PAGE EXTRACT
Monica Zoltanski’s historic 21-vote win will stand, but ranked choice voting may face more questions.

(Courtesy photo) Sandy Mayor-elect Monica Zoltanski.

Sandy leaders dropped their request for a recount and accepted the razor-tight mayoral election results Monday in a terse meeting that ended in just a few minutes.

That means City Council member Monica Zoltanski is now the mayor-elect.

She won by 21 votes, besting businessman Jim Bennett who came in second. There were six other challengers in this ranked choice voting race, which was the largest in Salt Lake County this election cycle.

Zoltanski will become Sandy’s first female mayor, which she called “a huge honor.”

“I just have a 21-day bottle of champagne on ice,” she said after the meeting. “I can finally uncork it tonight.”

The results were accepted Monday by the board of canvassers, which includes the City Council and outgoing Mayor Kurt Bradburn. The vote was unanimous, with Zoltanski joining the rest of the board in voting to accept the results.

In the motion, council member Marci Houseman said, “There is some ambiguity in Utah law concerning the mandatory recount threshold and recount process related to ranked choice voting.” But the board relied on advice from the lieutenant governor’s office, which oversees elections in the state.

The move comes after days of back-and-forth over a potential recount. The City Council previously voted to request one believing that if the race was closer than 57 votes, that a recount was in order.

But longtime Salt Lake County Clerk Sherrie Swensen argued that the 21-vote gap was just outside of the margin for a mandatory recount. That margin is determined by a complex formula, and in this race, Swensen said, it came to 19 votes.

Lt. Gov. Deidre Henderson, the state’s chief elections official, weighed in over the weekend, and agreed with Swensen’s math.

“The final vote count falls outside the mandatory recount threshold,” Henderson wrote. “A recount is not mandatory, but it is also not prohibited by law if the county clerk wishes to conduct one at her discretion.”

Swensen disagrees with that. She said clerks have always used a threshold to determine if a recount was possible and, in this case, the race didn’t meet that threshold. She told Sandy she couldn’t do a full recount.

INFORMATION SHOWN
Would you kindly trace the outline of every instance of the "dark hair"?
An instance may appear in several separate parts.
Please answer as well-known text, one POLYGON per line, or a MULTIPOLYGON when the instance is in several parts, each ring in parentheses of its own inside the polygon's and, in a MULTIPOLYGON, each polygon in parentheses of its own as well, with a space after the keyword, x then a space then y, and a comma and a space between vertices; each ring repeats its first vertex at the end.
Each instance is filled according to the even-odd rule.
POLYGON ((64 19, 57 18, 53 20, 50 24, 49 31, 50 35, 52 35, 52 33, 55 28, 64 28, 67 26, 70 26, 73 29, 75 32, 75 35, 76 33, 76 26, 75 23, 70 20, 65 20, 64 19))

REQUIRED WORK
1: Transcribe the listing verbatim, starting at its first line and ending with the line that contains "Each instance is", including both of those lines.
2: Finish out the next part of the Sandy mayoral recount article, picking up after its last sentence.

EXERCISE RESPONSES
1:
Would you kindly trace the outline of every instance of the "dark hair"?
An instance may appear in several separate parts.
Please answer as well-known text, one POLYGON per line, or a MULTIPOLYGON when the instance is in several parts, each ring in parentheses of its own inside the polygon's and, in a MULTIPOLYGON, each polygon in parentheses of its own as well, with a space after the keyword, x then a space then y, and a comma and a space between vertices; each ring repeats its first vertex at the end.
Each instance is filled according to the even-odd rule.

2:
“When they talk about at our discretion, could you even imagine how problematic that would be,” Swensen said. ”Could you imagine what a Pandora’s box that could open if we, at our discretion, started doing recounts.”

(Courtesy photo) Jim Bennett lost the Sandy's mayoral race by 21 votes.

Bennett, who was two votes shy of the mandatory recount, wanted to see the votes tallied again, even though he had previously conceded to Zoltanski and didn’t expect the results to change.

Bennett had told The Salt Lake Tribune his request for a recount got “shot down” before Henderson got involved, and he was talking to his lawyers about his options. Reached Monday evening after the election results were certified, Bennett texted “I don’t have anything to say.”

Last week, when the Sandy board of canvassers called for a recount, Zoltanski recused herself, not wanting to be the deciding vote in her own election. Zoltanski reached out to Henderson asking her to issue an opinion on the recount issue.

Henderson not only sided with Swensen on the threshold, but she also noted that Bradburn, the outgoing mayor, should vote as a member of the board of canvassers.

Houseman said that opinion carried weight with the City Council and ended the debate over whether to continue seeking a recount.

Zoltanski felt comfortable voting to certify the election because it was an unanimous decision.

“It is fair to say this election had more twists and turns than a roller coaster at Lagoon,” she said, adding that Sandy residents should feel reassured that the elected representatives worked together to accept the results.

Swensen mentioned the Sandy mayor’s race in her testimony before state lawmakers Nov. 17. She said ranked choice voting elections should be limited to three or five choices, not the eight seen in Sandy.

In ranked choice voting races, voters have the option of ranking all of the candidates identifying their first choice, second choice and so on. The last place vote-getter is eliminated and those votes then get redistributed to the second choices. This goes on until one candidate gets more than 50% of the vote.

It took Zoltanski seven rounds to get a majority. In that process, more than 4,000 ballots were “exhausted,” meaning that the voter didn’t pick any remaining candidates.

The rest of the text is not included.